● **Things to do**
1. Decide whether each statement below agrees with the excerpt on Chrysochromulina dynamics, answering yes or no and quoting the words of the text that decide it. (a) The correlation between the observed and predicted time-series of Chrysochromulina spp. was 0.72. (b) A lower flux of North Seawater into the Skagerrak during the previous month went with a lower abundance of Chrysochromulina. (c) In the raw data, increases in abundance on the two-day scale could not be explained from experimental growth rates of C. polylepis.
2. Rewrite the stretch of the Chrysochromulina excerpt from "In the raw data, increases" through "capture sampling effects.", putting "wind-driven transport" in place of "Ekman transport".
### Excerpt provided ###
In the raw data, increases in abundance on the two-day scale could not be explained from experimental growth rates of C. polylepis. Aggregation created by Ekman transport is a plausible explanation for such observed jumps in algal concentration in the samples. We believe that the alongshore wind stress represents this effect well (Lekve et al. 2002) and emphasizes the importance of including variables that capture sampling effects.

The effect of inflow of North Seawater to the Skagerrak may also be interpreted as a more indirect and large-scale effect. We found that the lower the flux of North Seawater into the Skagerrak during the previous month, and hence the slower the NCC during that period, the higher the abundance of Chrysochromulina. This may be explained by relatively calm weather conditions and low turbulence creating favourable conditions for Chrysochromulina combined with a longer residence time and thereby a longer period to build up phytoplankton biomass. We speculate that the inflow variable represents the availability of nutrients, stratification of water masses, as well as the strength of the NCCs and hence the residence time of its water. These factors may be of importance to Chrysochromulina spp. The fact that NAO, temperature and salinity were redundant to the effect of inflow (see e.g. Stenseth et al. 2003) further supports such a hypothesis. However, variables similar to NAO (e.g. pressure fields) are included in the inflow variable, and thus capture some of the variability that might otherwise be captured by the NAO (Reid et al. 2003). To sort out this effect is beyond the scope of our investigation.

(c) Bottom-up versus top-down control

Bottom-up control of a community arises, when direct or indirect dependence of community structure on factors producing variation at lower trophic levels or in their resources is present (Menge 1992). The strong predictive power displayed in this study (a correlation of 0.72 between the observed and predicted time-series of Chrysochromulina spp.) emphasizes the importance of abiotic factors for the dynamics of this algal genus. We do not believe that there is an either–or relationship between bottom-up and top-down control. However, from our analysis of the Skagerrak dataset, we suggest that environmental abiotic factors are the main determinants of the bloom dynamics for Chrysochromulina spp. in this area.

6. Conclusion

The overall conclusion of this study is that the seasonal dynamics of Chrysochromulina were very well accounted for by abiotic factors, such as nutrient conditions, currents and wind, without including seasonal biological relationships. This furthermore implies, as found through our analysis, that the between-year variation in the timing and abundance is very well accounted for by between-year variation in the abiotic and environmental conditions.

Acknowledgments

Financial support from The Research Council of Norway (NFR; Biodiversity programme) to K.L. and N.C.S. made the reported analyses possible. E.B. is grateful to The Research Council of Norway for funding (the EcoClim-project), as well as a Marie Curie post doctoral fellowship (MCFI-2002-01148) from the EU. Jon-Olav Vik is kindly thanked for nasty comments and constructive suggestions.
### Record extracts ###
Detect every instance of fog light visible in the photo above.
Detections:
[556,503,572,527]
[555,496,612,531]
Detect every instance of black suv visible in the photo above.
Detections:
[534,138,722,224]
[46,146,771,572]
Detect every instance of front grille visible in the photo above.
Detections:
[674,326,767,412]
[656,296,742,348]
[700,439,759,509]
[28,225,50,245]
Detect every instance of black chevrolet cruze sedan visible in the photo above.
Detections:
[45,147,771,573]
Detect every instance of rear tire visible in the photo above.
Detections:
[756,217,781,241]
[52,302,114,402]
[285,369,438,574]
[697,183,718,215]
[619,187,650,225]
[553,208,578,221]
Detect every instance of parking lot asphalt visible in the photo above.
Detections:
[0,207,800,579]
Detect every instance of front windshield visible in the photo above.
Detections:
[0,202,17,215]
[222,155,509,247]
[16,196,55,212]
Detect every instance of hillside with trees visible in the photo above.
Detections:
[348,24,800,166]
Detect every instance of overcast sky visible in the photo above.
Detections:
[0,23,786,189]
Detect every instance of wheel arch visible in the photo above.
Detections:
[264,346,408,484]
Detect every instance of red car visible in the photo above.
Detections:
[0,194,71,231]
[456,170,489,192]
###
● **Results by task**
1.
(a) Yes: "a correlation of 0.72 between the observed and predicted time-series of Chrysochromulina spp."
(b) No: "the lower the flux of North Seawater into the Skagerrak during the previous month, and hence the slower the NCC during that period, the higher the abundance of Chrysochromulina"
(c) Yes: "In the raw data, increases in abundance on the two-day scale could not be explained from experimental growth rates of C. polylepis."

2.
In the raw data, increases in abundance on the two-day scale could not be explained from experimental growth rates of C. polylepis. Aggregation created by wind-driven transport is a plausible explanation for such observed jumps in algal concentration in the samples. We believe that the alongshore wind stress represents this effect well (Lekve et al. 2002) and emphasizes the importance of including variables that capture sampling effects.